**** Information given ****

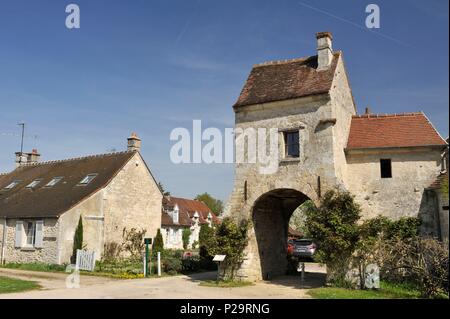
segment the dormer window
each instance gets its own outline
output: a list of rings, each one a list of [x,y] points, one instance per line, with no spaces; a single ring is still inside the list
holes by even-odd
[[[32,181],[30,184],[27,185],[27,188],[35,188],[36,186],[39,185],[39,183],[41,182],[41,179],[35,179],[34,181]]]
[[[297,158],[300,156],[299,132],[284,132],[284,156]]]
[[[174,222],[175,224],[178,224],[178,223],[179,223],[179,219],[180,219],[180,211],[179,211],[179,209],[178,209],[178,206],[175,206],[175,209],[174,209],[174,211],[173,211],[172,218],[173,218],[173,222]]]
[[[17,185],[19,185],[20,182],[21,182],[21,181],[19,181],[19,180],[12,181],[10,184],[8,184],[8,185],[5,187],[5,189],[13,189],[13,188],[16,187]]]
[[[56,184],[58,184],[61,180],[62,180],[63,178],[60,176],[60,177],[53,177],[53,179],[50,181],[50,182],[48,182],[46,185],[45,185],[45,187],[53,187],[53,186],[55,186]]]
[[[97,177],[97,174],[89,174],[87,175],[85,178],[83,178],[78,185],[80,186],[85,186],[87,184],[89,184],[90,182],[92,182],[92,180]]]

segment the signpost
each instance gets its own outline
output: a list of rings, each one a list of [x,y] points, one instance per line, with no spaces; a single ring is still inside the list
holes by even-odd
[[[152,239],[151,238],[144,238],[144,244],[145,244],[144,276],[148,277],[149,276],[148,264],[149,264],[149,252],[150,252],[149,245],[152,244]]]
[[[219,281],[220,263],[225,260],[227,255],[215,255],[213,261],[217,263],[217,281]]]
[[[297,271],[301,272],[300,273],[300,283],[301,283],[301,286],[303,286],[303,284],[305,283],[305,262],[304,261],[303,262],[300,261],[298,263]]]

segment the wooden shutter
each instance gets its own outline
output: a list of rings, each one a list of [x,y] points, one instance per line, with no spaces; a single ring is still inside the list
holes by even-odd
[[[16,248],[22,247],[22,236],[23,236],[23,221],[16,221],[16,236],[14,246]]]
[[[34,247],[42,248],[44,239],[44,221],[38,220],[36,222],[36,234],[34,237]]]

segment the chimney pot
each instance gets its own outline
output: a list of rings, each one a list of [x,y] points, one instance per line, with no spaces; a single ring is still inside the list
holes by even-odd
[[[331,32],[316,33],[317,69],[326,70],[333,61],[333,35]]]
[[[127,139],[127,150],[129,152],[139,152],[141,150],[141,139],[135,132],[131,133],[131,136]]]

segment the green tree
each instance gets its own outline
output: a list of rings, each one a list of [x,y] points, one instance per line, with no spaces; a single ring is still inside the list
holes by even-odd
[[[248,243],[249,221],[242,220],[236,223],[230,217],[224,218],[215,228],[214,236],[207,241],[208,254],[226,255],[224,266],[228,276],[233,279],[236,268],[243,262],[244,249]]]
[[[83,249],[83,218],[80,216],[78,220],[77,228],[75,229],[75,234],[73,236],[73,251],[72,257],[70,258],[71,263],[76,263],[77,261],[77,250]]]
[[[214,214],[219,216],[223,212],[223,202],[219,199],[215,199],[208,193],[203,193],[195,197],[196,200],[206,204],[213,211]]]
[[[299,207],[297,207],[296,210],[294,210],[291,218],[289,219],[289,227],[306,235],[307,229],[305,224],[306,222],[305,211],[309,209],[310,205],[314,206],[314,202],[311,200],[307,200]]]
[[[327,280],[336,286],[346,285],[346,274],[357,242],[360,207],[348,192],[330,190],[320,206],[306,211],[308,234],[318,242],[317,261],[327,265]]]
[[[191,237],[191,230],[189,228],[183,229],[183,248],[187,249],[189,246],[189,238]]]
[[[164,241],[162,238],[161,230],[158,228],[156,232],[155,239],[153,240],[153,251],[154,252],[163,252],[164,251]]]

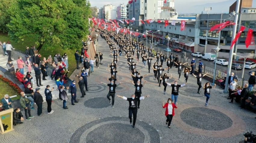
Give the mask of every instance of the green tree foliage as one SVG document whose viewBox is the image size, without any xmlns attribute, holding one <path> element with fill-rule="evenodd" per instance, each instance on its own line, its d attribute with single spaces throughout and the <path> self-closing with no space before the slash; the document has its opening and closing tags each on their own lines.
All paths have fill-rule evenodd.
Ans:
<svg viewBox="0 0 256 143">
<path fill-rule="evenodd" d="M 3 33 L 8 33 L 9 31 L 6 24 L 10 22 L 11 19 L 7 10 L 16 2 L 15 0 L 0 0 L 0 31 Z"/>
<path fill-rule="evenodd" d="M 87 0 L 17 0 L 8 10 L 9 35 L 15 41 L 35 38 L 40 50 L 59 45 L 76 48 L 89 33 L 91 12 Z"/>
</svg>

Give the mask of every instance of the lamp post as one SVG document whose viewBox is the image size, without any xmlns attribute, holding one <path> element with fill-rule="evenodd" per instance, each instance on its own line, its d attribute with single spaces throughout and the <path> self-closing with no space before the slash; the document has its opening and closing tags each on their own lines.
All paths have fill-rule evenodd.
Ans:
<svg viewBox="0 0 256 143">
<path fill-rule="evenodd" d="M 95 34 L 95 36 L 96 36 L 96 39 L 97 41 L 97 54 L 98 54 L 98 34 L 96 33 L 96 34 Z"/>
<path fill-rule="evenodd" d="M 215 52 L 216 53 L 216 55 L 215 56 L 215 65 L 214 66 L 214 72 L 213 74 L 213 81 L 212 83 L 211 84 L 212 85 L 214 85 L 215 84 L 215 72 L 216 71 L 216 63 L 217 63 L 216 61 L 217 61 L 217 53 L 219 52 L 220 50 L 220 49 L 219 48 L 219 47 L 218 46 L 216 47 L 216 48 L 213 49 L 214 50 L 214 51 L 215 51 Z"/>
<path fill-rule="evenodd" d="M 244 72 L 245 72 L 245 60 L 246 60 L 247 58 L 248 58 L 249 57 L 251 57 L 252 56 L 254 56 L 255 55 L 256 55 L 256 54 L 254 55 L 250 55 L 250 56 L 248 56 L 248 57 L 247 57 L 246 58 L 245 58 L 244 57 L 243 57 L 242 56 L 239 56 L 239 55 L 237 55 L 235 53 L 233 53 L 233 55 L 235 55 L 235 56 L 238 56 L 239 57 L 241 57 L 244 58 L 244 64 L 243 64 L 243 69 L 242 70 L 243 70 L 242 71 L 242 78 L 244 78 Z"/>
<path fill-rule="evenodd" d="M 90 44 L 91 44 L 91 42 L 88 40 L 86 42 L 86 43 L 88 46 L 88 52 L 89 53 L 89 57 L 88 58 L 90 59 Z"/>
<path fill-rule="evenodd" d="M 139 31 L 139 30 L 138 30 L 138 29 L 136 30 L 136 32 L 137 32 L 138 31 Z M 138 36 L 137 36 L 137 42 L 138 42 Z"/>
<path fill-rule="evenodd" d="M 167 40 L 168 40 L 168 46 L 167 46 L 167 58 L 169 57 L 169 40 L 170 40 L 171 38 L 170 38 L 170 37 L 168 37 L 167 38 L 166 38 L 167 39 Z"/>
<path fill-rule="evenodd" d="M 147 32 L 146 32 L 146 46 L 147 48 L 148 48 L 148 33 Z"/>
</svg>

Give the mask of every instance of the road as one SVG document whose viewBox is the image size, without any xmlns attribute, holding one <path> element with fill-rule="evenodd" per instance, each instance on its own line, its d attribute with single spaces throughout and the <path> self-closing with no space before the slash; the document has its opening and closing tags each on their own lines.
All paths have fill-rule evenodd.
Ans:
<svg viewBox="0 0 256 143">
<path fill-rule="evenodd" d="M 164 48 L 167 48 L 167 46 L 165 45 L 159 46 L 158 46 L 158 48 L 160 48 L 163 49 Z M 173 51 L 173 49 L 174 48 L 173 47 L 169 47 L 169 48 L 170 48 L 171 49 L 172 49 L 172 52 L 175 52 Z M 181 53 L 178 53 L 177 54 L 180 55 L 181 55 Z M 192 59 L 192 56 L 191 56 L 191 52 L 187 52 L 186 55 L 186 57 L 188 57 L 189 59 Z M 198 61 L 199 60 L 201 59 L 201 58 L 197 58 L 195 57 L 193 57 L 193 58 L 195 58 L 195 59 L 196 60 L 196 61 Z M 217 58 L 217 59 L 219 59 Z M 213 61 L 208 61 L 207 60 L 203 59 L 202 60 L 202 62 L 203 62 L 203 64 L 205 64 L 207 65 L 208 66 L 210 66 L 212 67 L 214 67 L 214 66 L 215 66 L 215 64 L 214 64 L 214 63 Z M 219 64 L 217 64 L 216 65 L 216 67 L 217 69 L 220 69 L 222 71 L 227 71 L 227 67 L 226 66 L 222 66 Z M 245 77 L 245 78 L 246 79 L 249 79 L 249 78 L 250 77 L 250 75 L 249 74 L 249 72 L 250 71 L 251 71 L 251 70 L 256 70 L 256 69 L 253 69 L 252 70 L 250 70 L 248 69 L 245 69 L 245 72 L 244 74 L 244 77 Z M 236 70 L 234 69 L 231 69 L 231 72 L 233 72 L 234 73 L 235 73 L 235 75 L 236 75 L 237 76 L 240 77 L 242 77 L 242 70 Z"/>
</svg>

****

--- Your objective ---
Print the lines of the records unchanged, beginning at the line that contains "Give the mask of every instance of the road" and continuing through the final line of the records.

--- Output of the task ---
Give the mask of every instance of the road as one SVG document whose viewBox is the image size, without any xmlns attribute, holding one <path> element with fill-rule="evenodd" per instance, each instance on its own line, its d attribute with single spaces throughout and the <path> self-closing with no space before the slash; the document has its opening and closing tags each on their own lines.
All paths have fill-rule evenodd.
Ans:
<svg viewBox="0 0 256 143">
<path fill-rule="evenodd" d="M 164 48 L 167 48 L 167 46 L 165 45 L 159 46 L 158 46 L 158 48 L 160 48 L 163 49 Z M 173 51 L 173 49 L 174 48 L 173 47 L 169 47 L 169 48 L 170 48 L 171 49 L 172 49 L 172 52 L 175 52 Z M 181 53 L 178 53 L 177 54 L 180 55 L 181 55 Z M 192 59 L 192 56 L 191 56 L 191 52 L 187 52 L 186 55 L 186 57 L 188 57 L 189 59 Z M 198 61 L 199 60 L 201 59 L 201 58 L 197 58 L 195 57 L 193 57 L 193 58 L 195 58 L 195 59 L 196 60 L 196 61 Z M 217 58 L 217 59 L 219 59 Z M 213 61 L 208 61 L 207 60 L 203 59 L 202 60 L 202 62 L 203 62 L 203 64 L 205 64 L 207 65 L 208 66 L 210 66 L 212 67 L 214 67 L 214 66 L 215 66 L 215 64 L 214 64 L 214 63 Z M 219 64 L 217 64 L 216 65 L 216 67 L 217 69 L 220 69 L 222 71 L 227 71 L 227 67 L 226 66 L 222 66 Z M 245 77 L 245 78 L 246 79 L 249 79 L 249 78 L 250 77 L 250 75 L 249 74 L 249 72 L 250 71 L 251 71 L 251 70 L 256 70 L 256 69 L 253 69 L 252 70 L 250 70 L 248 69 L 245 69 L 245 72 L 244 74 L 244 77 Z M 236 70 L 234 69 L 231 69 L 231 72 L 233 72 L 234 73 L 235 73 L 235 75 L 236 75 L 237 76 L 240 77 L 242 77 L 242 70 Z"/>
</svg>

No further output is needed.